* _ENTRIES SUPPLIED_
•••

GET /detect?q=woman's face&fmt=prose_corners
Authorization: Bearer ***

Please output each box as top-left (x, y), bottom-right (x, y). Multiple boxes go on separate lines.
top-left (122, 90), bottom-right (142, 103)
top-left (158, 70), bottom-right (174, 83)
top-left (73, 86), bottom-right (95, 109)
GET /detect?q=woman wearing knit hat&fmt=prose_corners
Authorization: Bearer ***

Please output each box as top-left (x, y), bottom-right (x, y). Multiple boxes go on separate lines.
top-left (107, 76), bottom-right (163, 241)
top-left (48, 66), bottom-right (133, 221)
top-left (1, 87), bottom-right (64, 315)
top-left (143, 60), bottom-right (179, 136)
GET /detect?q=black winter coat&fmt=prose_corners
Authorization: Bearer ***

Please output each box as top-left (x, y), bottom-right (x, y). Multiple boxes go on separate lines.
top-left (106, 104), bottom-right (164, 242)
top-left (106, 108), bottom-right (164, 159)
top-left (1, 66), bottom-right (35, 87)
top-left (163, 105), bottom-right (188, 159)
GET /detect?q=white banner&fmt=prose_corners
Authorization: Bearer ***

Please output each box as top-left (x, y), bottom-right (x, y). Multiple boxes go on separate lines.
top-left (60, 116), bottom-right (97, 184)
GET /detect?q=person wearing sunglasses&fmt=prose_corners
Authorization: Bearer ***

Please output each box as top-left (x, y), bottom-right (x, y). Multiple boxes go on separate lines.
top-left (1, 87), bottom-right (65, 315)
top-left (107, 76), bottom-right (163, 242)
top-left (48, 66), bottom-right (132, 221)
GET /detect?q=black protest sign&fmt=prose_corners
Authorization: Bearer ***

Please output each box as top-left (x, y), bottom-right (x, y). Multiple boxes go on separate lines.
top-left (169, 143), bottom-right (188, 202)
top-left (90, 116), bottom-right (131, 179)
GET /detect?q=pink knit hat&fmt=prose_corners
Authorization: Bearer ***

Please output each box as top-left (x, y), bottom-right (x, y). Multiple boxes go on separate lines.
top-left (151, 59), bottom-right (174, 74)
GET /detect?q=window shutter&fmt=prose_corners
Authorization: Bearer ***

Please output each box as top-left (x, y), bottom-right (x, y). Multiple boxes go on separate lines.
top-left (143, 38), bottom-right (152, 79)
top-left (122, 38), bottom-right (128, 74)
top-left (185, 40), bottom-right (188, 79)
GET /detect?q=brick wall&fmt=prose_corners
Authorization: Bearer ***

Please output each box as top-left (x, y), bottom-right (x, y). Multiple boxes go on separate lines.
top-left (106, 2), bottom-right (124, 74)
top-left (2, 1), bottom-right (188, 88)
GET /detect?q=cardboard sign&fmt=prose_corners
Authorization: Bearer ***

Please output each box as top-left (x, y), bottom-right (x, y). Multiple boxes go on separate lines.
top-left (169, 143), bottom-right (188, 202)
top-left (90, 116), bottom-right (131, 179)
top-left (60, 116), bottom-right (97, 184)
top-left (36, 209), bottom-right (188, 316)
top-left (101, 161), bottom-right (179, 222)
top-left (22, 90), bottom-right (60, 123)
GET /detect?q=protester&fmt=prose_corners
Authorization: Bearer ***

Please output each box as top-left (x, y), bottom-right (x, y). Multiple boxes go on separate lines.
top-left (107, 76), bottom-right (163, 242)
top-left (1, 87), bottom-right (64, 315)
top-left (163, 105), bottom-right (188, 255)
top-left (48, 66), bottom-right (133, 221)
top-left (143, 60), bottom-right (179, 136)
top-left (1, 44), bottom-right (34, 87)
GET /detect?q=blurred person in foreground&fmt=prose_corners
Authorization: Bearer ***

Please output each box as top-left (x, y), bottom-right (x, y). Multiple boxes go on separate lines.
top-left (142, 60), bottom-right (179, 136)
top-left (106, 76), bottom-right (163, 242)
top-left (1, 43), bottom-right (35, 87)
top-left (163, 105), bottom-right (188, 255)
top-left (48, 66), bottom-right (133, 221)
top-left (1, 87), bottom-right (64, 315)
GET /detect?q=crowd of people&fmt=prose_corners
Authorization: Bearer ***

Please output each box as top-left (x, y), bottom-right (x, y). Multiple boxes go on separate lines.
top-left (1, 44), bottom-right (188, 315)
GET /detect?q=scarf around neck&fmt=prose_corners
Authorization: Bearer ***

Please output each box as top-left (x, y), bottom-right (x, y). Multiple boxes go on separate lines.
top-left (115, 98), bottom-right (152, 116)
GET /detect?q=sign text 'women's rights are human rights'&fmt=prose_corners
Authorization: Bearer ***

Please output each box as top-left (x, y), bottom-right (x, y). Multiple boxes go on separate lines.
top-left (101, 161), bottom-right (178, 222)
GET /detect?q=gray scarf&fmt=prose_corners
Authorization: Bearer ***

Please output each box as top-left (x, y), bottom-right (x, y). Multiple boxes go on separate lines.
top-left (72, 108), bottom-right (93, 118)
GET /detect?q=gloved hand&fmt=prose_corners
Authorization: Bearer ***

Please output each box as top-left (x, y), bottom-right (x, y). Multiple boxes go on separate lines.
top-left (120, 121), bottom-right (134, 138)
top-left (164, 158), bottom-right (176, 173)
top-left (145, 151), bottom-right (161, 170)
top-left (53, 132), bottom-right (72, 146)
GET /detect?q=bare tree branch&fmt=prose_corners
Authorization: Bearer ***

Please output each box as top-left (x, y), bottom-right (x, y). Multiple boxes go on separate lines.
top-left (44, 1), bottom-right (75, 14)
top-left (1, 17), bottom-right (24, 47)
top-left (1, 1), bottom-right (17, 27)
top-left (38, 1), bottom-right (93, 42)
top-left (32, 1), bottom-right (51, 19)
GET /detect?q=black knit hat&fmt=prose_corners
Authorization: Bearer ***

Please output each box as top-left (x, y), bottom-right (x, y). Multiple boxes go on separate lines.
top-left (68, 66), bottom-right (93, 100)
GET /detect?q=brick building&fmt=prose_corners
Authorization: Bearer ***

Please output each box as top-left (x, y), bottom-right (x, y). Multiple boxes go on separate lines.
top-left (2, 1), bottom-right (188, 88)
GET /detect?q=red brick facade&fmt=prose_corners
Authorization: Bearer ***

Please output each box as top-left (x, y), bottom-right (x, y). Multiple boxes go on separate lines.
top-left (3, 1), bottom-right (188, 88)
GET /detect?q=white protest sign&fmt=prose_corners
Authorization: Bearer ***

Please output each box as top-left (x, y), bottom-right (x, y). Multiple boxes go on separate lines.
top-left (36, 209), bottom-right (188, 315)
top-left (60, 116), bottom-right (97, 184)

•••

* _DIRECTIVE_
Can you rewrite every row above as a two-column CSV with the headers request and boxes, one line per row, so that each row's request text and its answer each sit in a single quoted field with line breaks replaced by spaces?

* _RESULT FOR THIS TASK_
request,boxes
"GET /detect?q=woman's face&fmt=prose_corners Authorization: Bearer *** Please output each box as top-left (x, y), bottom-right (x, y). Multiple boxes go on separate lines.","top-left (122, 90), bottom-right (142, 103) top-left (158, 70), bottom-right (174, 83) top-left (73, 86), bottom-right (95, 109)"
"GET /detect?q=woman wearing knit hat&fmt=prose_corners Authorization: Bearer *** Please output each box as top-left (x, y), bottom-right (x, y). Multiple boxes go on separate lines.","top-left (107, 76), bottom-right (163, 241) top-left (48, 66), bottom-right (133, 221) top-left (1, 87), bottom-right (64, 315) top-left (143, 60), bottom-right (179, 136)"
"GET /detect?q=black winter coat&fmt=prose_corners Authorization: Bearer *** Please output each box as top-left (x, y), bottom-right (x, y). Multiple boxes go on separate lines.","top-left (106, 104), bottom-right (164, 242) top-left (106, 108), bottom-right (164, 159) top-left (1, 66), bottom-right (35, 87) top-left (163, 105), bottom-right (188, 159)"
"GET /detect?q=white banner&fmt=prose_corners Authorization: Bearer *** Please output each box as top-left (x, y), bottom-right (x, y). Multiple boxes go on separate lines.","top-left (60, 116), bottom-right (97, 184)"
"GET /detect?q=person wearing sunglasses&fmt=prose_corners Authorization: Bearer *** Please output each box as top-left (x, y), bottom-right (x, y). Multiple boxes go on separate lines.","top-left (1, 87), bottom-right (65, 315) top-left (107, 76), bottom-right (163, 242) top-left (48, 66), bottom-right (132, 221)"
"GET /detect?q=black protest sign&fmt=prose_corners Authorization: Bearer *** Please output each box as top-left (x, y), bottom-right (x, y). Multiple boxes go on separate lines.","top-left (169, 143), bottom-right (188, 202) top-left (90, 116), bottom-right (131, 179)"
"GET /detect?q=pink knit hat&fmt=prose_corners Authorization: Bearer *** Please output each box as top-left (x, y), bottom-right (x, y). Multiple boxes go on separate lines.","top-left (151, 59), bottom-right (174, 74)"
"GET /detect?q=window shutter&fmt=prose_corners Authorization: Bearer *** Please output each box as top-left (x, y), bottom-right (x, y). Multiple boxes go on separate lines.","top-left (143, 38), bottom-right (152, 79) top-left (122, 38), bottom-right (128, 74) top-left (185, 40), bottom-right (188, 79)"
"GET /detect?q=brick wall&fmt=prose_corners Authorization: Bearer *** Please output each box as top-left (x, y), bottom-right (x, y). Multiple boxes go on separate lines.","top-left (106, 2), bottom-right (124, 74) top-left (2, 1), bottom-right (188, 88)"
"GET /detect?q=cardboard sign&fmt=prose_corners Authorization: Bearer *** Please output each box as top-left (x, y), bottom-right (x, y). Multiple boxes go on separate lines.","top-left (169, 143), bottom-right (188, 202) top-left (90, 116), bottom-right (131, 179) top-left (60, 116), bottom-right (97, 184) top-left (36, 209), bottom-right (188, 316) top-left (101, 161), bottom-right (179, 222) top-left (22, 90), bottom-right (60, 123)"
"GET /detect?q=protester&fmt=prose_corners Authorization: Bearer *** Please output each box as top-left (x, y), bottom-right (x, y). Multiple boxes go on separate lines.","top-left (107, 76), bottom-right (163, 242) top-left (1, 87), bottom-right (64, 315) top-left (163, 105), bottom-right (188, 255) top-left (48, 66), bottom-right (133, 221) top-left (143, 60), bottom-right (179, 136) top-left (1, 44), bottom-right (34, 87)"
"GET /detect?q=blurred person in foreground&fmt=prose_corners Authorization: Bearer *** Please output each box as top-left (x, y), bottom-right (x, y). Multiple boxes go on separate lines.","top-left (142, 60), bottom-right (179, 136) top-left (106, 76), bottom-right (163, 242) top-left (1, 43), bottom-right (35, 87) top-left (163, 105), bottom-right (188, 255) top-left (48, 66), bottom-right (133, 221) top-left (1, 87), bottom-right (64, 315)"
"GET /detect?q=crowd of people&fmt=prose_corners Authorization: Bearer *** Please output each box as top-left (x, y), bottom-right (x, y). Multiple boxes go on separate lines.","top-left (1, 44), bottom-right (188, 315)"
"GET /detect?q=scarf around neck&fmt=prose_corners Authorization: Bearer *** Please output each box as top-left (x, y), bottom-right (x, y). Multiple boxes go on separate lines.","top-left (115, 98), bottom-right (152, 116)"
"GET /detect?q=sign text 'women's rights are human rights'&fmt=prose_corners Authorization: Bearer *** Please output each box as top-left (x, y), bottom-right (x, y). Multiple boxes go on separate lines.","top-left (101, 161), bottom-right (178, 222)"
"GET /detect?q=gray scarf&fmt=prose_corners Authorization: Bearer *** Please output each box as top-left (x, y), bottom-right (x, y). Multiple boxes go on separate lines.","top-left (72, 108), bottom-right (93, 118)"
"GET /detect?q=gloved hand&fmt=prose_corners Authorization: Bearer *** Please output each box as top-left (x, y), bottom-right (x, y). Multiple boxes go on separate lines.","top-left (120, 121), bottom-right (134, 138) top-left (164, 158), bottom-right (176, 173) top-left (145, 151), bottom-right (161, 170) top-left (53, 132), bottom-right (72, 146)"
"GET /detect?q=bare tree branch&fmt=prose_corners Authorization: Bearer *** Please output each box as top-left (x, y), bottom-right (x, y). Multiple boxes go on separate lines.","top-left (44, 1), bottom-right (75, 14) top-left (1, 17), bottom-right (24, 47) top-left (1, 1), bottom-right (17, 27) top-left (38, 1), bottom-right (93, 42) top-left (32, 1), bottom-right (51, 19)"
"GET /detect?q=black knit hat&fmt=prose_corners Authorization: Bearer *** Please output each box as top-left (x, y), bottom-right (x, y). Multiple boxes go on separate lines.","top-left (68, 66), bottom-right (93, 100)"
"GET /detect?q=brick building&fmt=prose_corners Authorization: Bearer *** Please output each box as top-left (x, y), bottom-right (x, y). Multiple boxes go on separate lines.","top-left (2, 1), bottom-right (188, 88)"
"GET /detect?q=red brick facade&fmt=prose_corners Authorization: Bearer *** Please output each box as top-left (x, y), bottom-right (x, y). Multiple boxes go on separate lines.","top-left (3, 1), bottom-right (188, 88)"
"GET /detect?q=white protest sign&fmt=prose_corners Authorization: Bearer *** Please output each box as top-left (x, y), bottom-right (x, y). Multiple boxes go on separate lines.","top-left (36, 209), bottom-right (188, 315) top-left (60, 116), bottom-right (97, 184)"